» Problem to work on
Locate each line in the data below that contains the string "with", and copy out every such line in full.

Dataset records:
☆ ☆ ☆ ☆ ☆

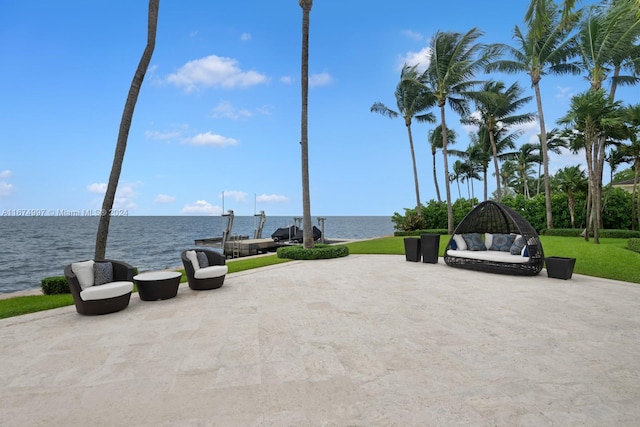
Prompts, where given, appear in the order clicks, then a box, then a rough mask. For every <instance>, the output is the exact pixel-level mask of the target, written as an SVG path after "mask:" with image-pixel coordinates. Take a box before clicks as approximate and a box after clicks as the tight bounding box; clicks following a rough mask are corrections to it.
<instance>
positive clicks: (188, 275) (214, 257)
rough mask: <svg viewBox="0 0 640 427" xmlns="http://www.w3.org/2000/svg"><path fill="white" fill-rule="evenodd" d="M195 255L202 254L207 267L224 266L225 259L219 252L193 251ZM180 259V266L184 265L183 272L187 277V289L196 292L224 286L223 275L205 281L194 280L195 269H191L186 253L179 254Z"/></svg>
mask: <svg viewBox="0 0 640 427" xmlns="http://www.w3.org/2000/svg"><path fill="white" fill-rule="evenodd" d="M193 250H194V251H195V252H196V253H198V252H203V253H204V254H206V256H207V260H208V261H209V266H216V265H225V264H226V258H225V256H224V255H222V254H221V253H219V252H215V251H211V250H206V249H193ZM180 258H181V259H182V265H184V271H185V273H186V275H187V281H188V282H189V287H190V288H191V289H193V290H196V291H202V290H208V289H217V288H219V287H221V286H222V285H223V284H224V278H225V275H222V276H219V277H210V278H206V279H196V278H195V276H194V275H195V269H194V268H193V264H192V263H191V261H190V260H189V258H187V251H182V254H180Z"/></svg>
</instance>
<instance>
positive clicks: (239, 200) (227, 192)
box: [220, 190, 247, 202]
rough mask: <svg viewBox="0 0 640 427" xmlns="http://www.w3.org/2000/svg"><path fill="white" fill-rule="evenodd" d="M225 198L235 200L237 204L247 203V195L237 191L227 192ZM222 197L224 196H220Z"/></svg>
mask: <svg viewBox="0 0 640 427" xmlns="http://www.w3.org/2000/svg"><path fill="white" fill-rule="evenodd" d="M223 194H224V198H225V199H227V198H231V199H233V200H235V201H236V202H246V201H247V193H245V192H244V191H235V190H230V191H225V192H224V193H223ZM220 197H221V198H222V195H220Z"/></svg>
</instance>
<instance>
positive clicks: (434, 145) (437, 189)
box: [427, 125, 457, 203]
mask: <svg viewBox="0 0 640 427" xmlns="http://www.w3.org/2000/svg"><path fill="white" fill-rule="evenodd" d="M456 138H457V135H456V132H455V131H454V130H453V129H449V143H450V144H455V141H456ZM427 139H428V140H429V146H430V147H431V158H432V160H433V183H434V185H435V187H436V196H437V197H438V203H440V202H441V201H442V198H441V197H440V186H439V185H438V171H437V169H436V152H437V150H438V148H439V149H442V126H440V125H438V126H436V128H435V129H432V130H430V131H429V134H428V135H427Z"/></svg>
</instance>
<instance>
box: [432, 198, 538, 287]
mask: <svg viewBox="0 0 640 427" xmlns="http://www.w3.org/2000/svg"><path fill="white" fill-rule="evenodd" d="M444 261H445V263H446V264H447V265H449V266H451V267H457V268H466V269H471V270H478V271H486V272H491V273H501V274H515V275H524V276H534V275H536V274H538V273H540V270H542V267H543V265H544V252H543V250H542V244H541V243H540V238H539V237H538V233H537V232H536V230H535V229H534V228H533V227H532V226H531V224H529V222H528V221H527V220H526V219H524V218H523V217H522V216H521V215H520V214H518V213H517V212H516V211H514V210H513V209H511V208H509V207H507V206H505V205H503V204H501V203H497V202H493V201H486V202H482V203H480V204H479V205H478V206H476V207H475V208H474V209H473V210H472V211H471V212H469V214H467V216H466V217H465V218H464V219H463V220H462V222H461V223H460V224H459V225H458V227H457V228H456V229H455V231H454V232H453V236H451V239H450V240H449V243H448V244H447V248H446V249H445V253H444Z"/></svg>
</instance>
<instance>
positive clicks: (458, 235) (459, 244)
mask: <svg viewBox="0 0 640 427" xmlns="http://www.w3.org/2000/svg"><path fill="white" fill-rule="evenodd" d="M453 241H454V242H456V249H458V250H461V251H464V250H465V249H467V244H466V243H465V241H464V239H463V238H462V236H461V235H460V234H454V235H453Z"/></svg>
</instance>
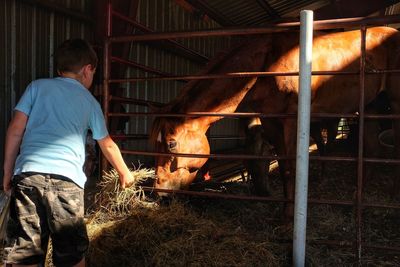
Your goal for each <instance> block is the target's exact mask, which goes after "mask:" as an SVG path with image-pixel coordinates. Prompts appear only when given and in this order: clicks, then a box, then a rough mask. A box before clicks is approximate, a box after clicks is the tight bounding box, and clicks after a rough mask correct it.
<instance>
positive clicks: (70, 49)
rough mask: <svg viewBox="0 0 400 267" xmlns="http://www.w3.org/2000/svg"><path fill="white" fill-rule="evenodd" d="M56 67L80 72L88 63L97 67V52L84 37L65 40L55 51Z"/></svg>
mask: <svg viewBox="0 0 400 267" xmlns="http://www.w3.org/2000/svg"><path fill="white" fill-rule="evenodd" d="M54 60H55V64H56V68H57V70H58V71H59V72H73V73H78V72H79V71H80V70H81V68H82V67H83V66H85V65H87V64H90V65H92V66H93V68H96V67H97V62H98V58H97V55H96V52H95V51H94V50H93V48H92V47H91V46H90V44H89V43H88V42H86V41H85V40H82V39H70V40H67V41H65V42H63V43H62V44H61V45H60V46H59V47H58V48H57V50H56V52H55V53H54Z"/></svg>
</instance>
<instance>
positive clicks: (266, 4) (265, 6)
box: [257, 0, 280, 20]
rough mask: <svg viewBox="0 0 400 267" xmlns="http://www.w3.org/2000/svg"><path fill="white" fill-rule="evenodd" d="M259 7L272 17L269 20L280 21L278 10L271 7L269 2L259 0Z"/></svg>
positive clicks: (258, 1)
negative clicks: (276, 11) (277, 20)
mask: <svg viewBox="0 0 400 267" xmlns="http://www.w3.org/2000/svg"><path fill="white" fill-rule="evenodd" d="M257 3H258V5H259V6H260V7H261V8H262V9H264V10H265V11H266V12H267V15H268V16H269V17H270V18H268V19H269V20H273V19H279V18H280V16H279V14H278V12H276V10H275V9H274V8H273V7H271V5H270V4H269V3H268V1H267V0H257Z"/></svg>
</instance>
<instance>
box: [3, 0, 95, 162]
mask: <svg viewBox="0 0 400 267" xmlns="http://www.w3.org/2000/svg"><path fill="white" fill-rule="evenodd" d="M38 2H39V1H38ZM48 2H50V1H48ZM53 2H54V4H56V5H57V7H60V8H68V9H71V10H74V11H78V12H81V13H87V12H86V10H88V7H90V6H91V4H92V0H57V1H53ZM0 21H1V22H0V44H1V46H0V61H1V62H0V103H1V105H0V109H1V110H0V114H1V117H0V138H1V141H0V151H1V155H0V162H3V151H4V138H5V133H6V130H7V125H8V122H9V120H10V118H11V115H12V109H13V107H14V106H15V103H16V102H17V101H18V99H19V98H20V96H21V94H22V93H23V92H24V90H25V87H26V86H27V85H28V84H29V82H30V81H31V80H33V79H37V78H42V77H51V76H52V75H53V73H54V69H53V59H52V56H51V55H52V53H53V51H54V48H55V47H57V45H58V44H60V43H61V42H62V41H64V40H65V39H68V38H73V37H83V38H86V39H88V40H91V39H92V33H93V29H92V28H91V27H92V26H91V23H90V22H89V21H88V20H84V19H79V18H75V17H72V16H69V15H65V14H62V12H59V11H57V12H54V11H52V8H51V7H46V6H45V5H43V4H39V5H37V4H35V1H23V0H2V1H0Z"/></svg>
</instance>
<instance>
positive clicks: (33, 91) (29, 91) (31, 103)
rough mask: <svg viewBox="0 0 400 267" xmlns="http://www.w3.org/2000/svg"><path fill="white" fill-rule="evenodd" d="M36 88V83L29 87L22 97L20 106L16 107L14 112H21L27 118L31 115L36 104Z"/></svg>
mask: <svg viewBox="0 0 400 267" xmlns="http://www.w3.org/2000/svg"><path fill="white" fill-rule="evenodd" d="M36 93H37V92H36V87H35V85H34V83H33V82H32V83H31V84H29V85H28V87H27V88H26V90H25V92H24V93H23V95H22V96H21V98H20V100H19V101H18V104H17V105H16V106H15V108H14V110H18V111H21V112H23V113H25V114H26V115H27V116H29V115H30V114H31V111H32V106H33V103H34V102H35V96H36Z"/></svg>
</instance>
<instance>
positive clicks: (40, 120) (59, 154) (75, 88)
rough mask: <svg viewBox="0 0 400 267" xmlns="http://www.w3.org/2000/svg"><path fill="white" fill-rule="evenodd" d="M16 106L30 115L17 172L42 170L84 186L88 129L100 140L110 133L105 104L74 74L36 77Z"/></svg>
mask: <svg viewBox="0 0 400 267" xmlns="http://www.w3.org/2000/svg"><path fill="white" fill-rule="evenodd" d="M15 110H18V111H21V112H23V113H25V114H26V115H27V116H28V122H27V125H26V130H25V133H24V137H23V139H22V143H21V147H20V154H19V155H18V157H17V160H16V163H15V169H14V174H20V173H22V172H41V173H50V174H58V175H63V176H66V177H68V178H70V179H72V180H73V181H74V182H75V183H76V184H78V185H79V186H80V187H82V188H83V187H84V184H85V182H86V176H85V174H84V172H83V169H82V168H83V164H84V162H85V141H86V135H87V131H88V129H90V130H91V131H92V133H93V138H94V139H96V140H99V139H102V138H104V137H106V136H107V135H108V131H107V128H106V125H105V121H104V116H103V113H102V111H101V107H100V105H99V103H98V102H97V100H96V99H95V98H94V97H93V96H92V94H91V93H90V92H89V91H88V90H87V89H86V88H85V87H84V86H83V85H82V84H81V83H80V82H78V81H77V80H74V79H70V78H61V77H58V78H54V79H40V80H36V81H33V82H32V83H31V84H30V85H29V86H28V87H27V89H26V91H25V93H24V94H23V95H22V97H21V99H20V100H19V102H18V104H17V106H16V107H15Z"/></svg>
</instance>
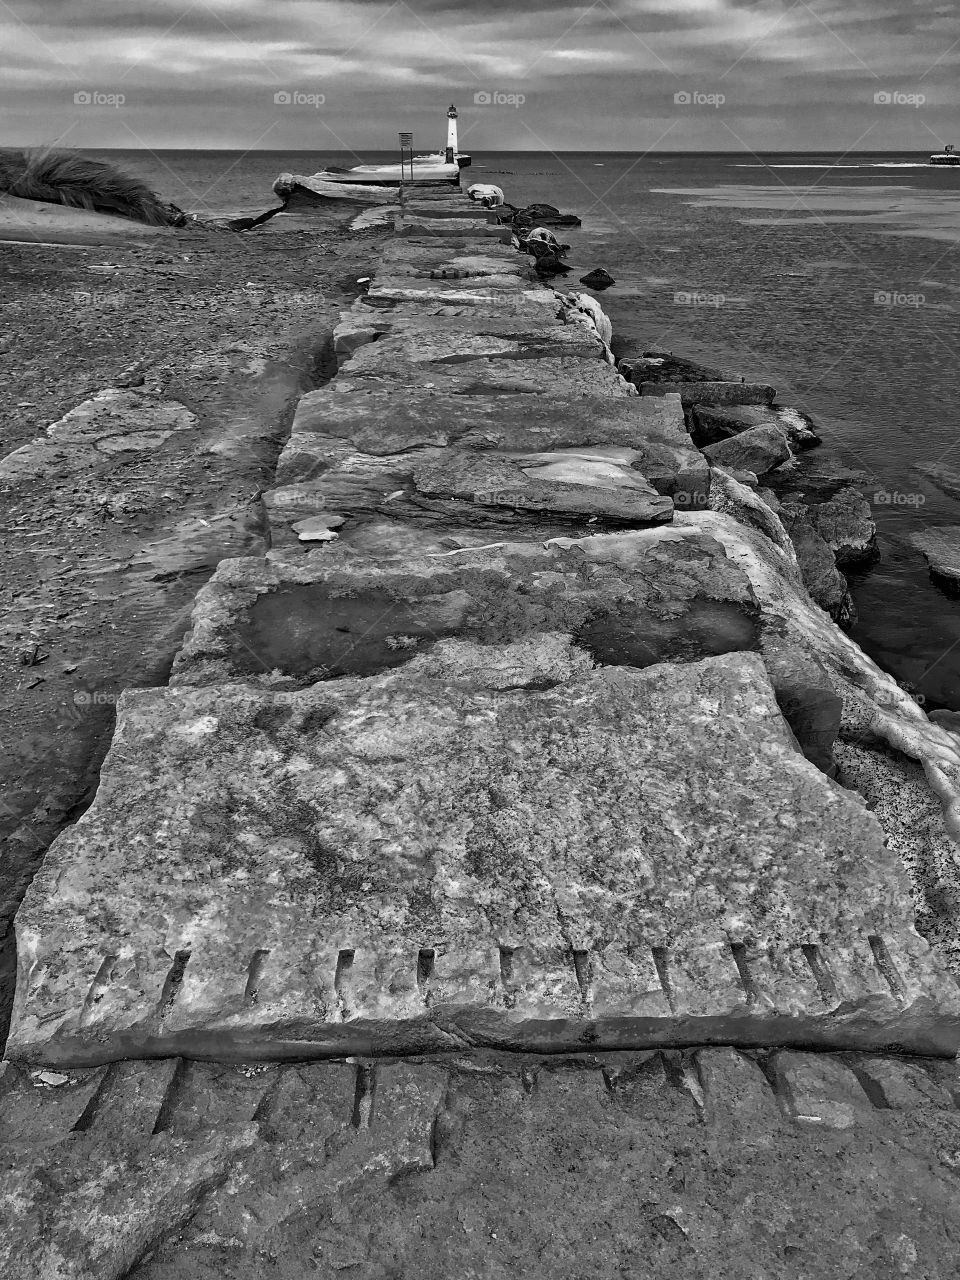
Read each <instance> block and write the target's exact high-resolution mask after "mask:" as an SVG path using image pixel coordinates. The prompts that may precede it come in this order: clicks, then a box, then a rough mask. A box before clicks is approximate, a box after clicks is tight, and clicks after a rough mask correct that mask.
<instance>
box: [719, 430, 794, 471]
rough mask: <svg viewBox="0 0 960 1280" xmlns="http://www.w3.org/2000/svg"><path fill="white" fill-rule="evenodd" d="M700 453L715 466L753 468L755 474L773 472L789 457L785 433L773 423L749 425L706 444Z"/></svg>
mask: <svg viewBox="0 0 960 1280" xmlns="http://www.w3.org/2000/svg"><path fill="white" fill-rule="evenodd" d="M703 452H704V453H705V454H707V457H708V458H709V460H710V462H713V463H714V465H717V466H722V467H728V468H730V467H732V468H735V470H740V471H754V472H755V474H756V475H758V476H760V475H764V474H765V472H767V471H772V470H773V468H774V467H778V466H780V465H781V462H786V461H787V458H790V457H791V452H790V445H788V444H787V438H786V435H783V433H782V431H781V429H780V428H778V426H773V425H772V424H768V425H765V426H751V428H750V429H749V430H746V431H741V433H740V435H733V436H731V438H730V439H727V440H719V442H718V443H717V444H708V445H707V447H705V448H704V451H703Z"/></svg>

☆ ☆ ☆ ☆ ☆

» Task answer
Prompts, where given, appear in the order clicks, then a box, then a rough mask. For every <instance>, the output is the exact pixel-level mask of the target, written as an SVG path after "mask:" with image-pixel coordinates. Take a box before clicks as approximate and a box after clicks as the tight bounding box; clicks following a rough mask are corrections to it.
Your goal for each <instance> block is the target's exact mask, which goes after "mask:" as an SVG path with image-pixel coordinates. Prompts appear only when given and in this order: clicks, then a box, then a rough mask. A box before clicks is approximate, a box after clicks is the tight bounding box, and clicks after a rough mask correct it.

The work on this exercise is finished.